The task:
Please return every line from the entries that has the string "neck" in it.

Photo-based referring expression data:
↓↓↓

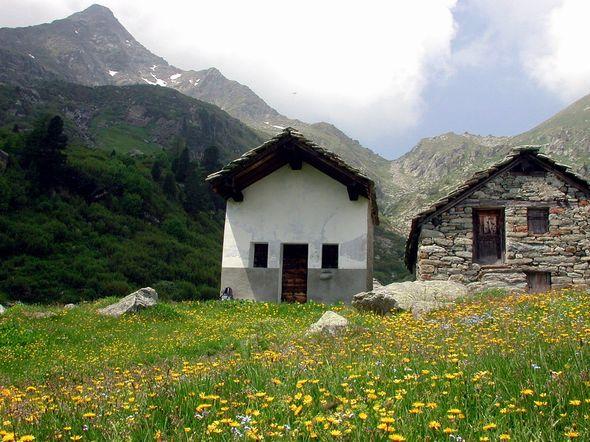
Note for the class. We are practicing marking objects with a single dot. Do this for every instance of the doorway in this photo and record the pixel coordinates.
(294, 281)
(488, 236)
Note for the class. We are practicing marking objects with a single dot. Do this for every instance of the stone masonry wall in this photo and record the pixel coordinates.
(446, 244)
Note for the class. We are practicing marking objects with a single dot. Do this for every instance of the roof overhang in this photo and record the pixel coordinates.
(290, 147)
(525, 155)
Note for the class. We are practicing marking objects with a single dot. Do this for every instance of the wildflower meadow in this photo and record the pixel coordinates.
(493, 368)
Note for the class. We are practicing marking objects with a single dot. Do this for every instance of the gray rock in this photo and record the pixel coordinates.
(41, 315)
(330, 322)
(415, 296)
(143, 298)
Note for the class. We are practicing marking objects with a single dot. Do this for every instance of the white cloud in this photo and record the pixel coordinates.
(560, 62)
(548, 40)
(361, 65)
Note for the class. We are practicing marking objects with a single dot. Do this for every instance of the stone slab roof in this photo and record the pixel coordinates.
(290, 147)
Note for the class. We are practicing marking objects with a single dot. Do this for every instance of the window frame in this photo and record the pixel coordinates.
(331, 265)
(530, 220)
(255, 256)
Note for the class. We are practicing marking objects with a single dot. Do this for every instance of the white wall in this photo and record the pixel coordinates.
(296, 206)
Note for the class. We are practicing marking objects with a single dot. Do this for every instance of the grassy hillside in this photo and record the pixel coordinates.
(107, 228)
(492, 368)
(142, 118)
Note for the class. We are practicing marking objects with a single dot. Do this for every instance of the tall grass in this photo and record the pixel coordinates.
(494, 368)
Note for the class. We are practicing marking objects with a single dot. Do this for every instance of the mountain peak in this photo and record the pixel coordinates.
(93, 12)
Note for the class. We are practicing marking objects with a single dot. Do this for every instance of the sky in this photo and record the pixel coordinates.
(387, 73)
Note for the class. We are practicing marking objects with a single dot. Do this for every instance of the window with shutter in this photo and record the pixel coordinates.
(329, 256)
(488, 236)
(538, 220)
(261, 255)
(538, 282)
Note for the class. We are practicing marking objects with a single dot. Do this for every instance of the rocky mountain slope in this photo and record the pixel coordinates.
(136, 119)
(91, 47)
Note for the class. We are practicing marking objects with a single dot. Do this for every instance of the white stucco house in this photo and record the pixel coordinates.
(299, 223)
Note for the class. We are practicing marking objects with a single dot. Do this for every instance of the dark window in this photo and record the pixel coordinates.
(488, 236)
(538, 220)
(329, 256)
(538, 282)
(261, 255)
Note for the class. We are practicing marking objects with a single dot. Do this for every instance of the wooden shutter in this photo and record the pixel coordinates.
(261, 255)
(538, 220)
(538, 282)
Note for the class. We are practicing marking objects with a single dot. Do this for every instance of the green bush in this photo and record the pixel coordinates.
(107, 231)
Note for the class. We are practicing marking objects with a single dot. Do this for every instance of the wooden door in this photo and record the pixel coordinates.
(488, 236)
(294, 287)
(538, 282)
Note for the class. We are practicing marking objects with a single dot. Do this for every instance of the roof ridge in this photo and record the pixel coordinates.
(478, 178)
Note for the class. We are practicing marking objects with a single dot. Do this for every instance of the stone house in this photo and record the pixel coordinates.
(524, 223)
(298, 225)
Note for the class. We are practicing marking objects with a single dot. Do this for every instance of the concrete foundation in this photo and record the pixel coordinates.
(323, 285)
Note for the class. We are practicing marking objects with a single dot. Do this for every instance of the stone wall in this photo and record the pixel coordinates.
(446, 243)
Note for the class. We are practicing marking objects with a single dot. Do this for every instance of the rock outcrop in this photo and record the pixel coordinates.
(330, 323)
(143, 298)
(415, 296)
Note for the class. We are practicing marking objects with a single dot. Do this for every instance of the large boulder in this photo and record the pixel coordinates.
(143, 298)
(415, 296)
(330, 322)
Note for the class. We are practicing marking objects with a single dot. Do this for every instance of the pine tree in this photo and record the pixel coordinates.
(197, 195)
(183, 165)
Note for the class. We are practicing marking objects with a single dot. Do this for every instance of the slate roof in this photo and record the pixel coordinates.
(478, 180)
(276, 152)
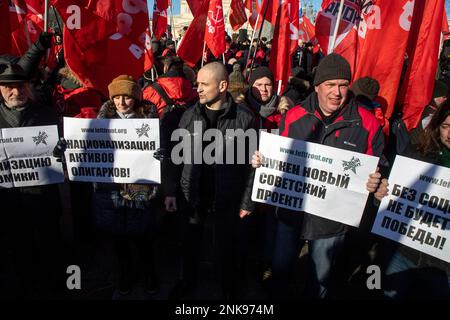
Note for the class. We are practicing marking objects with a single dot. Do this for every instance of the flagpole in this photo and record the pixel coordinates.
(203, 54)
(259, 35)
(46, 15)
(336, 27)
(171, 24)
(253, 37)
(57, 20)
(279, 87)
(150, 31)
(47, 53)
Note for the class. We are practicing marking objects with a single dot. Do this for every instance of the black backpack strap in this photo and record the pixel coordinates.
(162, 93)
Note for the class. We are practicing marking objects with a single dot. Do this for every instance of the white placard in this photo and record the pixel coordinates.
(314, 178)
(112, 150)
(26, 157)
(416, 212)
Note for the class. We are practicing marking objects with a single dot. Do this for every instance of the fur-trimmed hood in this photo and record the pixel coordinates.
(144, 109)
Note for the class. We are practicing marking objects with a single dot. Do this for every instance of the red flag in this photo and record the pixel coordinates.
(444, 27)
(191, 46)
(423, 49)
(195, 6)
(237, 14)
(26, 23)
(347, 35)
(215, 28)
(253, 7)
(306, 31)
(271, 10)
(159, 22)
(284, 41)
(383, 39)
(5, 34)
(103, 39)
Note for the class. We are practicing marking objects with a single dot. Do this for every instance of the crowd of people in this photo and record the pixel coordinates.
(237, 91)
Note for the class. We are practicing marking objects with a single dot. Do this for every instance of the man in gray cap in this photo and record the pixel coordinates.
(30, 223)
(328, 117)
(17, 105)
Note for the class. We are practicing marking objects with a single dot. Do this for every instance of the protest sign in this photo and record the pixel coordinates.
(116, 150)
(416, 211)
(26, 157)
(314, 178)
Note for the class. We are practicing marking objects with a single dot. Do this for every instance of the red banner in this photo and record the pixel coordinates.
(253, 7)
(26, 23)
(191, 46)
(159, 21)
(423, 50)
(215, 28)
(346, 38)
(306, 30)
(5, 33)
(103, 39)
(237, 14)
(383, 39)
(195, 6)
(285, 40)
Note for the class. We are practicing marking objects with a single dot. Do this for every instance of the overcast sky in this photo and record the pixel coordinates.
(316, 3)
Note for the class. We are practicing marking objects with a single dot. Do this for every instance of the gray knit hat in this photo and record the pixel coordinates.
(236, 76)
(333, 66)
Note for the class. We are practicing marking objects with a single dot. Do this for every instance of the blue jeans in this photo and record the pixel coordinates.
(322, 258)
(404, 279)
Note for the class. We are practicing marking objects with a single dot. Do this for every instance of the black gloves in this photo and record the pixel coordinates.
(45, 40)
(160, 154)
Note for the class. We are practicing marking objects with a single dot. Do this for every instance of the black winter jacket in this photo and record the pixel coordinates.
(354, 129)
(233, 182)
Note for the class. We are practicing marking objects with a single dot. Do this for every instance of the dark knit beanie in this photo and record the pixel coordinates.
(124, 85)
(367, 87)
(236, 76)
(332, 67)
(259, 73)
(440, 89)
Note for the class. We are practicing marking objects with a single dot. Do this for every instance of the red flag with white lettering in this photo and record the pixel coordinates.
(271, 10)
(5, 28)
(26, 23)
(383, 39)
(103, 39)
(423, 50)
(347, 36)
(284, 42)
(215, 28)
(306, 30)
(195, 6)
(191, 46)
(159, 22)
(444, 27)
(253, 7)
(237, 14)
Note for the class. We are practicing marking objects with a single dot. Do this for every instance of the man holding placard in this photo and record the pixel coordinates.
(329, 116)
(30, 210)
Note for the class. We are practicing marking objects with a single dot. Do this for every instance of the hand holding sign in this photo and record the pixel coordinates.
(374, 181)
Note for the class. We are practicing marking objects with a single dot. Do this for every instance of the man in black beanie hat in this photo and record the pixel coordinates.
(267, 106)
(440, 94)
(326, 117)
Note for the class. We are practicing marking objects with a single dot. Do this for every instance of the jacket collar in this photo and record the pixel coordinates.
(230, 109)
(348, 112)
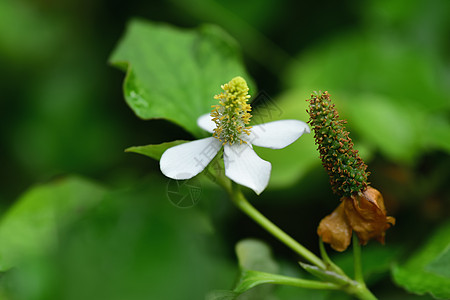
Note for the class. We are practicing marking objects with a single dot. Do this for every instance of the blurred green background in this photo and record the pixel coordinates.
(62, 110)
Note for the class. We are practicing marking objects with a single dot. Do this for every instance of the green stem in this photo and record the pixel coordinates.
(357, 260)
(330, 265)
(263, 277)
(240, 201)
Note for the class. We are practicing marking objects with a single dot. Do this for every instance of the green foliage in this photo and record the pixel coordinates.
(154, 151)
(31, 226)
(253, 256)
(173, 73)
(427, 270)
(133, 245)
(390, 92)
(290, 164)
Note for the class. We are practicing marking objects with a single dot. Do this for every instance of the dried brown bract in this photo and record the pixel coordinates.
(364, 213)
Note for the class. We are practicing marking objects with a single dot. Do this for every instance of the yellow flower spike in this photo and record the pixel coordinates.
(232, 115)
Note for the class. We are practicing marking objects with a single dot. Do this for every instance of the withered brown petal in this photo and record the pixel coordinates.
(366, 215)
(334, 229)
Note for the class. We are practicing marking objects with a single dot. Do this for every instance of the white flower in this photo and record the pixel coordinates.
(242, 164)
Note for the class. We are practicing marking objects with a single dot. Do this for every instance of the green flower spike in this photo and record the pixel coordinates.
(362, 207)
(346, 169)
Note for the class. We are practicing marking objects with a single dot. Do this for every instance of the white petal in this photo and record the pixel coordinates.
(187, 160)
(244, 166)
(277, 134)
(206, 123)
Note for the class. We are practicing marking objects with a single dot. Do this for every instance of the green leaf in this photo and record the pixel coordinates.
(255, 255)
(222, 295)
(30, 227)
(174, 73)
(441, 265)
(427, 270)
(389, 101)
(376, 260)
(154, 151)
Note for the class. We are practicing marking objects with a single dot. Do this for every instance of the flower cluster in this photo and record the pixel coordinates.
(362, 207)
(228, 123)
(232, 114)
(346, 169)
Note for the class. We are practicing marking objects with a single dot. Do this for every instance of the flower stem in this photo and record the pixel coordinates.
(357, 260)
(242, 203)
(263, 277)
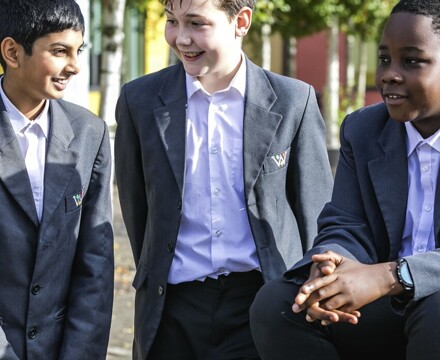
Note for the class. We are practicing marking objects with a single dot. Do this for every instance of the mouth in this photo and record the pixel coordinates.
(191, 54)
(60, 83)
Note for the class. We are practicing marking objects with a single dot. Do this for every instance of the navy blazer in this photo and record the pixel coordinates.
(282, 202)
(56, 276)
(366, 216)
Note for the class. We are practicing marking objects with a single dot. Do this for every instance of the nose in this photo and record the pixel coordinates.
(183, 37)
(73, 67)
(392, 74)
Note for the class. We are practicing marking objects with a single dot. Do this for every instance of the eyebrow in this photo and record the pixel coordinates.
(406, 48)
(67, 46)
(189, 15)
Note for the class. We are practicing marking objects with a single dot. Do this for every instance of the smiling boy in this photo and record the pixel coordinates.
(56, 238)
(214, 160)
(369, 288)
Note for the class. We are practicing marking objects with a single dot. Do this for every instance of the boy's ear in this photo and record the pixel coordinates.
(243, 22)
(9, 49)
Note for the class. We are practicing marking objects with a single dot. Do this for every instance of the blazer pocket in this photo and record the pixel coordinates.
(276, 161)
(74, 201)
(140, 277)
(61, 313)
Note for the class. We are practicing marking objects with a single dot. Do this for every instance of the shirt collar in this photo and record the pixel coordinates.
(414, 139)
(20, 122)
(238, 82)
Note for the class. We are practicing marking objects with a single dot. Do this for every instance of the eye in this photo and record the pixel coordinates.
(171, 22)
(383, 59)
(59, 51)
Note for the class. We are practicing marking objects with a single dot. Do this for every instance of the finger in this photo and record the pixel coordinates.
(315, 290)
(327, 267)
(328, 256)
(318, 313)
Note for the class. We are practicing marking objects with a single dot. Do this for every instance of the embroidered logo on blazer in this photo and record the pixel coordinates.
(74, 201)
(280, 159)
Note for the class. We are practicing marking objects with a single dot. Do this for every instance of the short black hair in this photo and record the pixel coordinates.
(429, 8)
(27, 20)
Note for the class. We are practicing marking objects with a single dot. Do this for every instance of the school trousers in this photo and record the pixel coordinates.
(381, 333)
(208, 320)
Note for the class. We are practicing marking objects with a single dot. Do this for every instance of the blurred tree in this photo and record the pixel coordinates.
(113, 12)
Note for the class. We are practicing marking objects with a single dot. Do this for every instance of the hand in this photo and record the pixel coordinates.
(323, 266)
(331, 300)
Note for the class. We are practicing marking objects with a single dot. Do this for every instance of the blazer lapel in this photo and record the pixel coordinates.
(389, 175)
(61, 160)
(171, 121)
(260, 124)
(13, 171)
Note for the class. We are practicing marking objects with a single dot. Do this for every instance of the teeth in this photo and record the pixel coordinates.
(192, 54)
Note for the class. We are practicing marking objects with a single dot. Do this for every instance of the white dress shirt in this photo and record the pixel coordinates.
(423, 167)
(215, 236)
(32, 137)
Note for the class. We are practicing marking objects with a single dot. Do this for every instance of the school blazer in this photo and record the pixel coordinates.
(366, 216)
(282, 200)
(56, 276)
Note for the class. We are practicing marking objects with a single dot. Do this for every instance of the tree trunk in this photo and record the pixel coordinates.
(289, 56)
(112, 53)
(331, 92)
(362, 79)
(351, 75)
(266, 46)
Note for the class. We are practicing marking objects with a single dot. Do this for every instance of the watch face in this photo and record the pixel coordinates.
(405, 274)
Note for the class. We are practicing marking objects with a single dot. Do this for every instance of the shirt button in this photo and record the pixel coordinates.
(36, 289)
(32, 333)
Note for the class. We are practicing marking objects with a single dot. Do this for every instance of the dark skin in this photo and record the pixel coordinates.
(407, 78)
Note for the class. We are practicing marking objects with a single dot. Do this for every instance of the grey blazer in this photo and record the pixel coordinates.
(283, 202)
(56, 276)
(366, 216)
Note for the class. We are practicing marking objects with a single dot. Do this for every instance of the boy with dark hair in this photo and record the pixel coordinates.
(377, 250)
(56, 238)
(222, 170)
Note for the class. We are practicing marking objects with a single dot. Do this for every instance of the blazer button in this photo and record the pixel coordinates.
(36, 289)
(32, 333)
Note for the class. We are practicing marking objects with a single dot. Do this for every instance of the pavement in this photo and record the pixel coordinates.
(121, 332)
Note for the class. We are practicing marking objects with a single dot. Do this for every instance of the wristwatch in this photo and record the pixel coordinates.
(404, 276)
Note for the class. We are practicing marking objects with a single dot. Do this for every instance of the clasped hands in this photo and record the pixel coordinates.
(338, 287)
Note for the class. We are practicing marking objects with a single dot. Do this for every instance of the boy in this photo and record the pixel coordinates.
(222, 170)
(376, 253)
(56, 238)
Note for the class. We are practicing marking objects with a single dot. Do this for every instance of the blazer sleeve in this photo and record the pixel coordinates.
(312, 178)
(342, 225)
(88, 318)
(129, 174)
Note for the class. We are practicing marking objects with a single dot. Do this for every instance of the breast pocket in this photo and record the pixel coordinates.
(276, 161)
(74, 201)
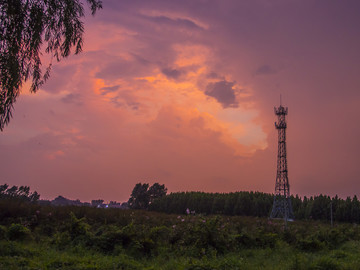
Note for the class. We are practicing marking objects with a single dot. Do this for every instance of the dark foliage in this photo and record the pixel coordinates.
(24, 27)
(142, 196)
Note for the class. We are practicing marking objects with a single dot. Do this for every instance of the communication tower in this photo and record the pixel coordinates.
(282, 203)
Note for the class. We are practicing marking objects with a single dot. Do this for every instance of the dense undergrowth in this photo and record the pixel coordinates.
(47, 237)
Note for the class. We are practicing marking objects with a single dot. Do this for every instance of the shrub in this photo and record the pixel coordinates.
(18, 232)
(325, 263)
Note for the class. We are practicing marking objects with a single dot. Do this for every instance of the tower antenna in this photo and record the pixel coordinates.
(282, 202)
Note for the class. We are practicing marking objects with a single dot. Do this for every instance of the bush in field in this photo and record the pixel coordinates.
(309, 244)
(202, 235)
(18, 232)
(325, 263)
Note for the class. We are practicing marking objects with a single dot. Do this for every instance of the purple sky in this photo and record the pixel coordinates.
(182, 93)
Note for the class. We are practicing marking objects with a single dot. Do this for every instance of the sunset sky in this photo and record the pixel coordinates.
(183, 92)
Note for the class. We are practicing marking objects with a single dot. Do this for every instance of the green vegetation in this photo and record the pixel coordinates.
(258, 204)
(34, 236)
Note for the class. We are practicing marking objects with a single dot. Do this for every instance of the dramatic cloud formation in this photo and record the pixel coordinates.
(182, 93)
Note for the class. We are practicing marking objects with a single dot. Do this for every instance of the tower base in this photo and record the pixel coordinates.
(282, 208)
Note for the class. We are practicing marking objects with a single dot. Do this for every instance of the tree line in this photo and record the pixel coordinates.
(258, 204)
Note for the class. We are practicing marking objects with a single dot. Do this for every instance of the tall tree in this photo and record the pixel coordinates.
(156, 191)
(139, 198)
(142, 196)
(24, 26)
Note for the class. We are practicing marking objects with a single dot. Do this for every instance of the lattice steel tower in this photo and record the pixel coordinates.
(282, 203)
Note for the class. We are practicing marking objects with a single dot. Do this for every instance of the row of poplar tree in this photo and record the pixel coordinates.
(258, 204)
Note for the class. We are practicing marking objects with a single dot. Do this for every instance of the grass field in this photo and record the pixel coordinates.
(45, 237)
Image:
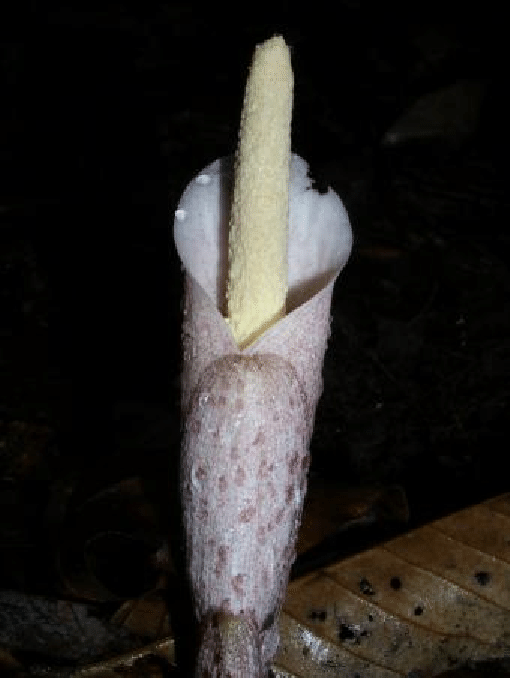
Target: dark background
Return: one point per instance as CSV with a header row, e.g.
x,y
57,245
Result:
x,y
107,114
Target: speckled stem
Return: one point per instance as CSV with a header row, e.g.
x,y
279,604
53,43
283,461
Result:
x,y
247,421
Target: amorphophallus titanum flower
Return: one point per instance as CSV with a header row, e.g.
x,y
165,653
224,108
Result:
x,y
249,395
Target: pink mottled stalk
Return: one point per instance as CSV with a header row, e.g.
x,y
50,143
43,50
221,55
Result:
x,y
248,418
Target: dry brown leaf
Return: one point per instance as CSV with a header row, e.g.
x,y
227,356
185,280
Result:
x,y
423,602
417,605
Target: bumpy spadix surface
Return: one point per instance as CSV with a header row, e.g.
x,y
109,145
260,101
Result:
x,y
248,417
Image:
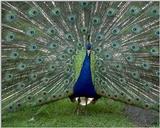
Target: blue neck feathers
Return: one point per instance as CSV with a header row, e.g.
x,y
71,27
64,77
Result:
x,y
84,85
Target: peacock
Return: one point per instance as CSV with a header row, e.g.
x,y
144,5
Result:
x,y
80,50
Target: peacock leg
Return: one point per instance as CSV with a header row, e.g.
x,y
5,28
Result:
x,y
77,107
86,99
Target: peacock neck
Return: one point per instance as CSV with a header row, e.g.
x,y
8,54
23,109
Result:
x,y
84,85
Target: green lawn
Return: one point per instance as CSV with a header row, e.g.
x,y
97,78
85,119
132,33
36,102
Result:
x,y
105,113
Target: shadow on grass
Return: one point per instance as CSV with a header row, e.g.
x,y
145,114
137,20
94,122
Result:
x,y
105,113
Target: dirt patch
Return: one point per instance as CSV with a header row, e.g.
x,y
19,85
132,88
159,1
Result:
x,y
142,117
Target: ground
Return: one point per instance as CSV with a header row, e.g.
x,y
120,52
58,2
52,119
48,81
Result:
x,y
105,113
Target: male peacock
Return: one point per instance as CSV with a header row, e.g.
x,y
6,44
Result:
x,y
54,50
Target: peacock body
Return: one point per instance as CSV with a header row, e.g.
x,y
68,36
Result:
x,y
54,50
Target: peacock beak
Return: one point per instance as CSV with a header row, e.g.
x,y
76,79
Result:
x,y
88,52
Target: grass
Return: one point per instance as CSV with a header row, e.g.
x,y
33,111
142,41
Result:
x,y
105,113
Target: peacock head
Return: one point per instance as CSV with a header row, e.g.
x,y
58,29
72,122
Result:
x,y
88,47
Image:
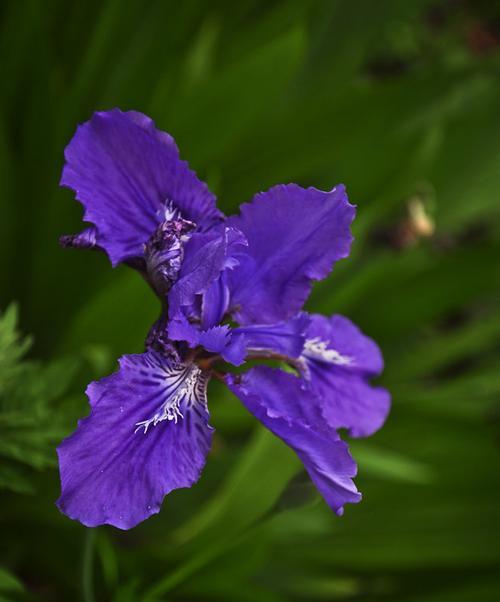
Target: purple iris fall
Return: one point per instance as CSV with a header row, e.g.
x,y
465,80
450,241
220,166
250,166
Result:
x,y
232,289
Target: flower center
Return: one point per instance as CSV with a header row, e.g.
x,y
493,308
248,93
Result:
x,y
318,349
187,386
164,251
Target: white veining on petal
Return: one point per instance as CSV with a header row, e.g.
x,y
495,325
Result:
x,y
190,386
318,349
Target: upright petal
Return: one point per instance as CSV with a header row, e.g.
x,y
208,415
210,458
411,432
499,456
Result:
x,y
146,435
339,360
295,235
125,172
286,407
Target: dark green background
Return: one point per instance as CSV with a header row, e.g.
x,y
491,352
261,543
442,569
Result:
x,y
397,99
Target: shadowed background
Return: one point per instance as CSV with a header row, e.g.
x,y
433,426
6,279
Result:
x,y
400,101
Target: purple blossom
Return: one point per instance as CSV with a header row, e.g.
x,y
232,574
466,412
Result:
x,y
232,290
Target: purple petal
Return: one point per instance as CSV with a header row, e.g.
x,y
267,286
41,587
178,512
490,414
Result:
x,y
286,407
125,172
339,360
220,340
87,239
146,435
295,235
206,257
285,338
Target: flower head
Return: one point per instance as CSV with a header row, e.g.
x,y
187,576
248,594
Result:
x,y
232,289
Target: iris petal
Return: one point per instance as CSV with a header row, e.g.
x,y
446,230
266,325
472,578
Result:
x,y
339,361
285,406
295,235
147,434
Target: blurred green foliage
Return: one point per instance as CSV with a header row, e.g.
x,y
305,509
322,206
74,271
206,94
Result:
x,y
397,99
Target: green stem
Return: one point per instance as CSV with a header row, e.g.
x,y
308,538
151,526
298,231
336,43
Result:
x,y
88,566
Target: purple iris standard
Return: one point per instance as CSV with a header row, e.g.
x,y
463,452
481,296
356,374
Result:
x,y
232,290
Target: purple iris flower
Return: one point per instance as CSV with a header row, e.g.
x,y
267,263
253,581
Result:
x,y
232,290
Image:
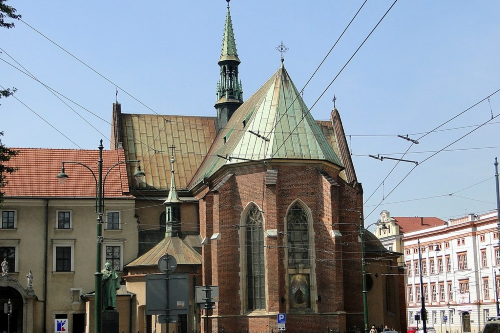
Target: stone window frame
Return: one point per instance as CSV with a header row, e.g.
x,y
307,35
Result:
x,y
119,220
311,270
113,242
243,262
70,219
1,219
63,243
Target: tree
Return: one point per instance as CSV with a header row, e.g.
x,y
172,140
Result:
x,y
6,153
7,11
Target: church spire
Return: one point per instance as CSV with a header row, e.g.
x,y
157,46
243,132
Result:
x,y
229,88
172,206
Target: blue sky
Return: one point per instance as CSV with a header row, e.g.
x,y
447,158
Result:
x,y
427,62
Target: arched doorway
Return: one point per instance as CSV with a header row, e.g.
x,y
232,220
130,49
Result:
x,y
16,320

↑↑↑

Task solution:
Target: blue neck feathers
Target: peacock neck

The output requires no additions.